BEGIN Recorded information

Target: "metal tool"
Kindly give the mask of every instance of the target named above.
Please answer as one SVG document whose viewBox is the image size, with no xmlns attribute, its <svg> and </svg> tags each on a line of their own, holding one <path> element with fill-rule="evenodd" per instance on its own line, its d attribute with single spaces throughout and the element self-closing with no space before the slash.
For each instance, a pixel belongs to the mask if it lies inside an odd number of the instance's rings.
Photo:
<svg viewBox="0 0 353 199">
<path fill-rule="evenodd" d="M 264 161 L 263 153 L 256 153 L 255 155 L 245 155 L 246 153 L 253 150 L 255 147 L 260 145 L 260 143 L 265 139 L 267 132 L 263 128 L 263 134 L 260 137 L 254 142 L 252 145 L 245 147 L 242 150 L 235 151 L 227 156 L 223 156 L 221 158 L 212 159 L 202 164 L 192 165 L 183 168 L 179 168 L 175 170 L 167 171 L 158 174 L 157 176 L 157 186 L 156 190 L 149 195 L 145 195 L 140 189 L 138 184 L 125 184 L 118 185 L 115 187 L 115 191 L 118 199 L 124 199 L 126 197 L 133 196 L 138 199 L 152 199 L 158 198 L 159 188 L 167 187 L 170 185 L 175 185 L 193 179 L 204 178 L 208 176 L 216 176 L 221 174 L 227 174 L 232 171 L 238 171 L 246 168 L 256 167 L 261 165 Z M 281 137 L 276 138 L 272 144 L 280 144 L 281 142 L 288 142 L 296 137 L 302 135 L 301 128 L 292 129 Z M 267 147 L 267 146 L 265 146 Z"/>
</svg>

END Recorded information
BEGIN Recorded information

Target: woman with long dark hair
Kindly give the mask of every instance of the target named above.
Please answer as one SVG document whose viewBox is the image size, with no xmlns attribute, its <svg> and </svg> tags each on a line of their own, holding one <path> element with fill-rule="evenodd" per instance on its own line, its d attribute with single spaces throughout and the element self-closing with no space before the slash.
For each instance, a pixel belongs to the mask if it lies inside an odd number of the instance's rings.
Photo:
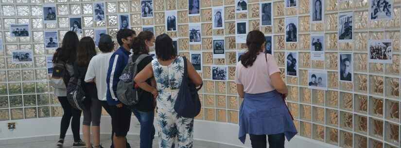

END Recorded information
BEGIN Recorded information

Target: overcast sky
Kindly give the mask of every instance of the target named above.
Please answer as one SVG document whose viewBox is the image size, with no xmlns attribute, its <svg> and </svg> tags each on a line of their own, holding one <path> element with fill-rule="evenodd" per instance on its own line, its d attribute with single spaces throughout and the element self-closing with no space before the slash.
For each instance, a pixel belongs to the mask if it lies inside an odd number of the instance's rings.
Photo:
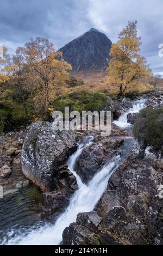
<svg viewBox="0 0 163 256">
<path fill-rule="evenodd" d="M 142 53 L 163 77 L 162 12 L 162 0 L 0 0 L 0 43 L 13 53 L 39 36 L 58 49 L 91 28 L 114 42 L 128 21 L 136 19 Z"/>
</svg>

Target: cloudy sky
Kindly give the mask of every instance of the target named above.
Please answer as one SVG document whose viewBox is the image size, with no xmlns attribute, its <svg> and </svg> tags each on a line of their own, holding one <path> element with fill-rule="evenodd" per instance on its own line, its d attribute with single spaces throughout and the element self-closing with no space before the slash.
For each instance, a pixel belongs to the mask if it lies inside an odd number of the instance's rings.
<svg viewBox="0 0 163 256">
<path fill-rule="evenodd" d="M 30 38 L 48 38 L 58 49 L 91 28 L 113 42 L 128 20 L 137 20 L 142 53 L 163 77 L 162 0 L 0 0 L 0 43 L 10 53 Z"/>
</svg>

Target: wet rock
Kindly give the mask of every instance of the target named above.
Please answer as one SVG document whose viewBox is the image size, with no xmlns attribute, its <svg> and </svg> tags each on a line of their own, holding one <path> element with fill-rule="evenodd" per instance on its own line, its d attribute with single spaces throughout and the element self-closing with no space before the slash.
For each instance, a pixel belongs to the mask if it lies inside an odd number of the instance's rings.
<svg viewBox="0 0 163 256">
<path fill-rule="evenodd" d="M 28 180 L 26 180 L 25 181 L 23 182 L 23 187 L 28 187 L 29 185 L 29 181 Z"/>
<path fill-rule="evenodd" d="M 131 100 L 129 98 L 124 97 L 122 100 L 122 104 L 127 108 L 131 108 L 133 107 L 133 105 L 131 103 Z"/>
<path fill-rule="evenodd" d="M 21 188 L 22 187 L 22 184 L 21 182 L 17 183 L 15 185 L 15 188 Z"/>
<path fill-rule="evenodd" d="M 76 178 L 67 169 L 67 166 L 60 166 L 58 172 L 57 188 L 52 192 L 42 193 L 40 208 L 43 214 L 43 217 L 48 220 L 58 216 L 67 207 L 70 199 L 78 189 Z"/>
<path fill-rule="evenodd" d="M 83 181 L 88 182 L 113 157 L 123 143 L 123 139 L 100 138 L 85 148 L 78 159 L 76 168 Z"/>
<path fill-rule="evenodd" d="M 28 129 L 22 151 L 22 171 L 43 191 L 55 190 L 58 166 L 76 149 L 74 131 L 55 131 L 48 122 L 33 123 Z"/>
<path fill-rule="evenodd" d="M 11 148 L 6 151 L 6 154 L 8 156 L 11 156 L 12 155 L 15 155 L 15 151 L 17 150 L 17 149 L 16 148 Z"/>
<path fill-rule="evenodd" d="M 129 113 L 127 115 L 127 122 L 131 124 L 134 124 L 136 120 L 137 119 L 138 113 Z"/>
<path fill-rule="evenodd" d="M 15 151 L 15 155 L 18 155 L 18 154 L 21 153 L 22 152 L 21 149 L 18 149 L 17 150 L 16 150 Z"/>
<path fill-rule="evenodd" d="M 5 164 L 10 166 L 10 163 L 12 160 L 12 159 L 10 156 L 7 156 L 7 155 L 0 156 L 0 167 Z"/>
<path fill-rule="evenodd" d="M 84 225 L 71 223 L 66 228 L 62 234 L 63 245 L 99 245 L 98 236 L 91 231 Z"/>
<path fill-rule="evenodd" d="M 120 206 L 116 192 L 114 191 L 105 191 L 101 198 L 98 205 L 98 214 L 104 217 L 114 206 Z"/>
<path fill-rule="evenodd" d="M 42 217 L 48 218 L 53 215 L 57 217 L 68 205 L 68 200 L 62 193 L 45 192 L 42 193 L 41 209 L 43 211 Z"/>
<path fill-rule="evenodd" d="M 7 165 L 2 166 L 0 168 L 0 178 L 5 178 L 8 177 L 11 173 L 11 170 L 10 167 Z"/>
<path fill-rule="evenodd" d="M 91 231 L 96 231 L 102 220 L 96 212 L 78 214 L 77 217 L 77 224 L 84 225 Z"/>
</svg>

END Recorded information

Goal:
Rewrite everything above from the line containing "Target: wet rock" down to the line containing "84 225 L 71", changing "mask" to "outline" and keeping everything else the same.

Complete response:
Target: wet rock
Kindly give the outline of every instance of the target named above.
Please answer as one SVG document whose viewBox is the image size, with no xmlns attribute, its <svg> and </svg> tags each on a line of their own, holding one <path> element with fill-rule="evenodd" per instance on its own line, its d attribute with single spaces throughout and the element self-closing with no space before the slash.
For each instance, a pixel belongs to the outline if it lies inside an odd number of the instance's rings.
<svg viewBox="0 0 163 256">
<path fill-rule="evenodd" d="M 28 180 L 26 180 L 25 181 L 23 182 L 23 187 L 28 187 L 29 185 L 29 181 Z"/>
<path fill-rule="evenodd" d="M 131 100 L 129 98 L 124 97 L 122 100 L 122 104 L 127 108 L 131 108 L 133 107 L 133 105 L 131 103 Z"/>
<path fill-rule="evenodd" d="M 21 188 L 22 187 L 22 184 L 21 182 L 17 183 L 15 185 L 15 188 Z"/>
<path fill-rule="evenodd" d="M 76 178 L 67 169 L 67 166 L 60 166 L 58 172 L 57 188 L 52 192 L 42 193 L 40 208 L 43 214 L 43 217 L 48 220 L 58 216 L 67 207 L 70 199 L 78 189 Z"/>
<path fill-rule="evenodd" d="M 83 181 L 88 182 L 113 157 L 123 143 L 123 139 L 100 138 L 85 148 L 78 159 L 76 168 Z"/>
<path fill-rule="evenodd" d="M 28 129 L 22 151 L 22 171 L 43 191 L 55 190 L 58 166 L 76 149 L 74 131 L 55 131 L 48 122 L 33 123 Z"/>
<path fill-rule="evenodd" d="M 11 148 L 6 151 L 6 154 L 8 156 L 11 156 L 12 155 L 15 155 L 15 151 L 17 150 L 17 149 L 16 148 Z"/>
<path fill-rule="evenodd" d="M 129 113 L 127 115 L 127 122 L 131 124 L 134 124 L 136 120 L 137 119 L 138 113 Z"/>
<path fill-rule="evenodd" d="M 15 151 L 15 155 L 18 155 L 18 154 L 21 153 L 22 152 L 21 149 L 18 149 L 17 150 L 16 150 Z"/>
<path fill-rule="evenodd" d="M 5 164 L 10 166 L 10 163 L 12 160 L 12 159 L 10 156 L 7 156 L 7 155 L 0 156 L 0 167 Z"/>
<path fill-rule="evenodd" d="M 84 225 L 71 223 L 66 228 L 62 234 L 63 245 L 99 245 L 98 236 L 91 231 Z"/>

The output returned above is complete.